◆ SHORT TASK: Rewrite the rows below with every "bounding box coordinates" swapped for "pixel bounds", keeping everything else unchanged.
═════ PROVIDED ENTRIES ═════
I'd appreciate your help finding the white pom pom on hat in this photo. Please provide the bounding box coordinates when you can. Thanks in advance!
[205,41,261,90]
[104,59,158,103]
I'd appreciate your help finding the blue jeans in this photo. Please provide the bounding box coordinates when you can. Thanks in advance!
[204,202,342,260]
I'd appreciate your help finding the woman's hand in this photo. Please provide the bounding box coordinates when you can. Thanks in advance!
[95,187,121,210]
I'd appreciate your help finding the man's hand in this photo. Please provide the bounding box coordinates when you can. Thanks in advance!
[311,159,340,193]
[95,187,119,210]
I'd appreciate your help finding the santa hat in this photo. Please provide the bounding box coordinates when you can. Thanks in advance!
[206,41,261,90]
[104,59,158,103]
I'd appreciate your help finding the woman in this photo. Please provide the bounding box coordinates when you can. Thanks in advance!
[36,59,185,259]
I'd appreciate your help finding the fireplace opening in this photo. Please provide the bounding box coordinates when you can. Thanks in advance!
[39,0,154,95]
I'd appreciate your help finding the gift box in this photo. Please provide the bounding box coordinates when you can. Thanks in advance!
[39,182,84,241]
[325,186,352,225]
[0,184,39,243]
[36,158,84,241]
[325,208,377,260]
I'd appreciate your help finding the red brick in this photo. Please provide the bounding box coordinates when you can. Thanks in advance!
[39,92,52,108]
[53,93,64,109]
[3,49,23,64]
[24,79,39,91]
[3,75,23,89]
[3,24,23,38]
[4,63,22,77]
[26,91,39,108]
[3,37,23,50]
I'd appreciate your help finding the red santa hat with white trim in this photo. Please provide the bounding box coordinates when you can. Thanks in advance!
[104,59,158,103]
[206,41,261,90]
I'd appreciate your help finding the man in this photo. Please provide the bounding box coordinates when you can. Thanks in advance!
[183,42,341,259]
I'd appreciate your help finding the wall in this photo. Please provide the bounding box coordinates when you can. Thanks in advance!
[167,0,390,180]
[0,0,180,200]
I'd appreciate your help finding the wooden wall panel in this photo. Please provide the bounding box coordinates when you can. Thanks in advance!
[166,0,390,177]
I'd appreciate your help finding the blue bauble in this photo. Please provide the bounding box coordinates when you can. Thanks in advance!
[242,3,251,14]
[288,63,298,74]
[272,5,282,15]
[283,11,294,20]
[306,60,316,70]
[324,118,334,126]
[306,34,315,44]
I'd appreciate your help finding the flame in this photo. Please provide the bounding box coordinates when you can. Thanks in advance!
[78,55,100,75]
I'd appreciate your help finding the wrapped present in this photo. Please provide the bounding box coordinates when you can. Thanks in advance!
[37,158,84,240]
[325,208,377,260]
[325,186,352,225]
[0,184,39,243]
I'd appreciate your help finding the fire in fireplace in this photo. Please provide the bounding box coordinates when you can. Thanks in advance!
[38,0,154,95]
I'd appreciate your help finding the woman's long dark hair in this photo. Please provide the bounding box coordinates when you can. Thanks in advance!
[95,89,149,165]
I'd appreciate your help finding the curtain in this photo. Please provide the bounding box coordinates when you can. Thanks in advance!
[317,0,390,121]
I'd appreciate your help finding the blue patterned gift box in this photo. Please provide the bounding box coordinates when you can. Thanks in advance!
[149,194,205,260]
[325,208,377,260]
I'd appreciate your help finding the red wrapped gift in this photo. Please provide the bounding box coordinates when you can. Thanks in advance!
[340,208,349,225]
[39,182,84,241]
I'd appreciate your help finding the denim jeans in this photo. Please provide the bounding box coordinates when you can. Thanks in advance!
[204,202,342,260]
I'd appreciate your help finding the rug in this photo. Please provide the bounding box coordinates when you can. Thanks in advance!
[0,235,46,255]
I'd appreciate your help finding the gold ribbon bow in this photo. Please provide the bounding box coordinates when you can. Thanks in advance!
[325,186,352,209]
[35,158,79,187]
═════
◆ RESPONSE TO THE TASK:
I'd appreciate your help finding the white pom pom on hat in this photo. Please provide the pixel bounds when you can. Thanks in advance!
[205,41,261,90]
[104,59,158,103]
I'd appreciate your help finding the blue jeans in this photo. Please provide the pixel bounds when you can. Thanks in advance!
[204,202,342,260]
I'd appreciate your help finding the woman's hand in this photo. Please provide the pixel bounds when you can. Thanks in advance!
[95,187,121,210]
I'd appreciate your help finding the man's hand in this photo. Please provide the pixel bounds when you can. Thanks in advance!
[311,159,340,193]
[95,187,119,210]
I'd appreciate your help finding the santa hat in this photo. Please provide the pixel bounds when you can. Thanks in advance!
[206,41,261,90]
[104,59,158,103]
I'd appreciate your help finding the woman in this photo. Please provide the pixel bounds when you can. Thanks in advance!
[36,59,185,259]
I'd appreciate your help finding the fireplace opening in this photo. Please provide the pixel bounds when you can. Thanks in advance!
[39,0,154,95]
I'd appreciate your help finding the gift box in this photo. Please provide the pixel bounds when you can. Thanks in advance!
[39,182,84,241]
[325,186,352,225]
[0,184,39,243]
[36,158,84,241]
[325,208,377,260]
I'd appreciate your help finding the red brick in this photo. Please provide the pixel bounds when you can. Thanks in advance!
[39,92,52,108]
[53,93,64,109]
[3,49,23,64]
[24,79,39,91]
[3,75,23,89]
[3,24,23,38]
[4,63,22,77]
[26,91,39,108]
[3,37,23,50]
I'd appreciate your help finding the red santa hat with white trim in this photo. Please provide the pixel bounds when you can. Thanks in advance!
[104,59,158,103]
[206,41,261,90]
I'd appreciate your help finding the man in this photo. Please provide the pixel bounds when you can. Thanks in advance!
[183,42,341,259]
I'd appreciate your help finding the wall in this photo. Please provide the pixel bounds when you can. Thanks in advance!
[167,0,390,180]
[0,0,180,200]
I'd appreciate your help finding the wooden wall panel in this photo. Please provide the pixel bounds when you can. Thanks in advance!
[166,0,390,177]
I'd appreciate your help finding the blue bauble in this photo. Please provide the pixel bounds when you can. Thanks in advance!
[242,3,251,14]
[288,63,298,74]
[272,5,282,15]
[283,11,294,20]
[306,60,316,70]
[324,118,334,126]
[306,34,315,44]
I'd appreciate your help finding the flame in this photo. Please provide the pixel bounds when you can. Thanks in advance!
[78,55,100,75]
I'd appreciate your help finding the wrapped present in this photo. Please provide the pixel bounds when you can. Thanks in advance!
[37,158,84,240]
[325,208,377,260]
[325,186,352,225]
[0,184,39,243]
I'd appreciate your help finding the fire in fireplace in this photo. Please provide the pixel bounds when you can. Thanks in advance!
[38,0,154,95]
I'd appreciate your help finding the woman's long dark hair in this photo. Please provide the pixel bounds when you can. Thanks in advance!
[95,89,149,165]
I'd appreciate your help finding the curtain in this photo. Please provide the pixel bounds when you can. Thanks in advance!
[317,0,390,121]
I'd appreciate your help finding the blue patterned gift box in this photo. Please provide the pixel bounds when you can. Thanks in advance!
[149,194,205,260]
[325,208,377,260]
I'd appreciate your help finding the red wrapped gift in this photo. Please provide the pixel bounds when you can. Thanks in advance!
[340,208,349,225]
[39,182,84,241]
I'd appreciate your help finding the denim jeans in this photo. Please provide the pixel bounds when you can. Thanks in advance!
[204,202,342,260]
I'd appreciate your help finding the rug in this photo. Please provide the pixel bounds when you can. Thanks in advance!
[0,235,46,255]
I'd appreciate your help finding the gold ribbon bow in this photo. Please provide the pixel bounds when you can. Thanks in advance!
[325,186,352,209]
[35,158,79,187]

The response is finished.